- [Requirement] When you answer, copy every line of the listing below exactly.

- [Supplied data]

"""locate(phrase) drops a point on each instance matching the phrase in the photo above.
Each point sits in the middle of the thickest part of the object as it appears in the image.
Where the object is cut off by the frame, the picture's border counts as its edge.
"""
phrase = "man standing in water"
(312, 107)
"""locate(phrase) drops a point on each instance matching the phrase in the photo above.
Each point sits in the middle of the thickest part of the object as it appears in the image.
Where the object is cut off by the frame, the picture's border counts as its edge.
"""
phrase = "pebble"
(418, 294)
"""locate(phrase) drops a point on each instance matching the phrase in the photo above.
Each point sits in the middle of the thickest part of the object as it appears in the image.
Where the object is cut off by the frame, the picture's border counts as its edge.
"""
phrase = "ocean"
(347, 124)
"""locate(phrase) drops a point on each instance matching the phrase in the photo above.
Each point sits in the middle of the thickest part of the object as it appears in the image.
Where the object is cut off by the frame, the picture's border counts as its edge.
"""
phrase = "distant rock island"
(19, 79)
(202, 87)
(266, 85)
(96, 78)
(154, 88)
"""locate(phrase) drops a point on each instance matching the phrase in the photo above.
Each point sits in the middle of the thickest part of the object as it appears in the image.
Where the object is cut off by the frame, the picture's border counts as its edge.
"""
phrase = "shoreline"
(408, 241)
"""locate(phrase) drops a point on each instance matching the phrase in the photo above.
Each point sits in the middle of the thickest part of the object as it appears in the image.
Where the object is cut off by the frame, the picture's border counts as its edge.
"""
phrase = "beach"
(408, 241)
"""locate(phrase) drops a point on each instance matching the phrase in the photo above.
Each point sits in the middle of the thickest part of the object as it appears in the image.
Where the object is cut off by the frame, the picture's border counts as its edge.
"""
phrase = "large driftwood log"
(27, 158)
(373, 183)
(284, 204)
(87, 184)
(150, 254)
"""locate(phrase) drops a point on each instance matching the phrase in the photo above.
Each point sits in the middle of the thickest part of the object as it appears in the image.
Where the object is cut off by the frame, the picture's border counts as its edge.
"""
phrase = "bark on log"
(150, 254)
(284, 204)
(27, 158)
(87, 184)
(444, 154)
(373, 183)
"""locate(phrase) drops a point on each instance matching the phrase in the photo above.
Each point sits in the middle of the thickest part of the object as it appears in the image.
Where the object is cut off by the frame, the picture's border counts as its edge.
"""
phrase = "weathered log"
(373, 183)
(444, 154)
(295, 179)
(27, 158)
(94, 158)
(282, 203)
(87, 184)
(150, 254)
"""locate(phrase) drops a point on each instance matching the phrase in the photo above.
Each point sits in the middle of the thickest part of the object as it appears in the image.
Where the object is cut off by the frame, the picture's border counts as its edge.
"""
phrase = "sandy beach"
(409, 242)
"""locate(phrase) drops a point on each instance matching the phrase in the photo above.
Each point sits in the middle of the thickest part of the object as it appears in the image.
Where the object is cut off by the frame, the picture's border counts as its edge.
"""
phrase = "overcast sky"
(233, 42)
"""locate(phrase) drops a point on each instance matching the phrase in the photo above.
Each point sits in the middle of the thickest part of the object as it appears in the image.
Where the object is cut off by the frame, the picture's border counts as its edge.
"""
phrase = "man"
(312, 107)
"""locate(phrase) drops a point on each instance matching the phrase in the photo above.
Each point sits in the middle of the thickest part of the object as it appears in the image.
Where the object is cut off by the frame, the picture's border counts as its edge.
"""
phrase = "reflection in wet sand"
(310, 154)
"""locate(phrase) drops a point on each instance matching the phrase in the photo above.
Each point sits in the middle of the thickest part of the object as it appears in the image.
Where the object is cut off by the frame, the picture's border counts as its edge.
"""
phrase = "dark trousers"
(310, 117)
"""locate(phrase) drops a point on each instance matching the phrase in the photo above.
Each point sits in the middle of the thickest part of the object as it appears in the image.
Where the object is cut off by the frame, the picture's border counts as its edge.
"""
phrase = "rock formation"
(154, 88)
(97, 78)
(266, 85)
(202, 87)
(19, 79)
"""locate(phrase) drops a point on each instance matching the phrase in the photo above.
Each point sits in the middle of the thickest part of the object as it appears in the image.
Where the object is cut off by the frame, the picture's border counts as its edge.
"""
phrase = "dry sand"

- [Response for this exercise]
"""locate(phrase) drops a point on each instance matching the phrase in the photo above.
Each point sits in the middle of the thickest part of the object as it appears in the image.
Where the object is cut off by the frame, the picture's border counts as its edge.
"""
phrase = "man standing in water"
(312, 107)
"""locate(phrase) drops a point on each instance matching the phrase in the photo above.
Each point sits in the middle of the thickest part of the object as it appears in the image.
Where the object is cut off by the frame, the picture's border counts as its edge.
"""
phrase = "pebble"
(418, 294)
"""locate(phrase) drops a point on each instance matching the phrase in the photo above.
Each point sits in the middle of the thickest part of the object as it appears in the image.
Where the object is cut off by the frame, the picture's border counts as its edge.
"""
phrase = "ocean"
(347, 124)
"""locate(phrase) drops a point on each instance matching the phrase in the photo above.
Each point sits in the middle of the thickest part of the object as it appears in the image.
Where the object is cut off by the frame, the picture's border counts as its edge.
"""
phrase = "distant rock island"
(19, 79)
(202, 87)
(266, 85)
(96, 78)
(154, 88)
"""locate(phrase) drops a point on each instance matching the phrase in the photo above.
Each point sits in the middle of the thickest part of the object as it appears in the image.
Where the object is cut off by the frame, the picture's border counts as its edge.
"""
phrase = "shoreline"
(408, 241)
"""locate(phrase) drops a point on each instance matching the phrase in the photo above.
Each point sits in the middle of the thickest part of the object as it appears in the image.
Where the object is cut off by the frame, the picture's border counts as its edge.
"""
phrase = "beach"
(408, 241)
"""locate(phrase) drops a point on each instance matching the phrase in the photo above.
Each point sits in the middle of the thickest part of the object as it appears in the image.
Where the object is cut off by the frame, the picture's border counts as its edge.
"""
phrase = "large driftwood log"
(27, 158)
(373, 183)
(284, 204)
(87, 184)
(150, 254)
"""locate(phrase) drops a point on each instance matching the phrase in the photo above.
Each point sits in the middle of the thickest part of the object as it appears in the image.
Where the object is cut off by the frame, the picture's border counts as its edge.
"""
phrase = "bark on log"
(150, 254)
(284, 204)
(27, 158)
(87, 184)
(444, 154)
(373, 183)
"""locate(phrase) drops a point on each instance matching the phrase in the photo above.
Each point sits in the middle of the thickest part of the object as it appears in the image.
Where the object is cut off by the frame, the picture's border counts as its edge.
"""
phrase = "weathered log"
(373, 183)
(444, 154)
(295, 179)
(27, 158)
(94, 158)
(282, 203)
(87, 184)
(150, 254)
"""locate(phrase) drops a point on each instance matching the phrase in the photo above.
Each point sits in the middle of the thickest part of the object as it appears in the image.
Where the object is cut off by the frame, the picture's border counts as its edge.
"""
phrase = "sandy beach"
(409, 242)
"""locate(phrase) drops a point on each instance matching the phrase in the photo above.
Each point sits in the middle of the thickest part of the object as it appears in the image.
Where the object is cut off by the frame, the picture's border counts as its edge.
"""
phrase = "overcast sky"
(233, 42)
"""locate(phrase) drops a point on each instance matching the phrase in the photo above.
Each point sits in the middle of the thickest part of the object as it appears in the image.
Where the object is cut off by the frame, the picture's border counts as its edge.
"""
phrase = "man"
(312, 107)
"""locate(phrase) drops a point on each instance matching the phrase in the photo above.
Each point sits in the middle of the thickest part of the object as it appears in the image.
Where the object is cut off by the frame, the picture's border counts as its edge.
"""
phrase = "reflection in wet sand"
(310, 154)
"""locate(phrase) drops a point on each instance matching the phrase in the photo above.
Each point sits in the middle of the thickest part of the object as it appears in the image.
Where the object is cut off by the frame, the picture's border counts as its edge.
"""
phrase = "dark trousers"
(310, 117)
"""locate(phrase) drops a point on each instance matching the phrase in the photo above.
Each point sits in the middle of the thickest part of the object as it appears in the image.
Where the object is cut off by the frame, the picture's border counts as its edge.
"""
phrase = "rock formation"
(154, 88)
(97, 78)
(266, 85)
(202, 87)
(19, 79)
"""locate(phrase) drops a point on each instance matching the phrase in the photo above.
Each point sits in the middle of the thickest part of the object as it appears in the image.
Where the object is cut off by the frame, the picture's border counts as its edge.
"""
phrase = "dry sand"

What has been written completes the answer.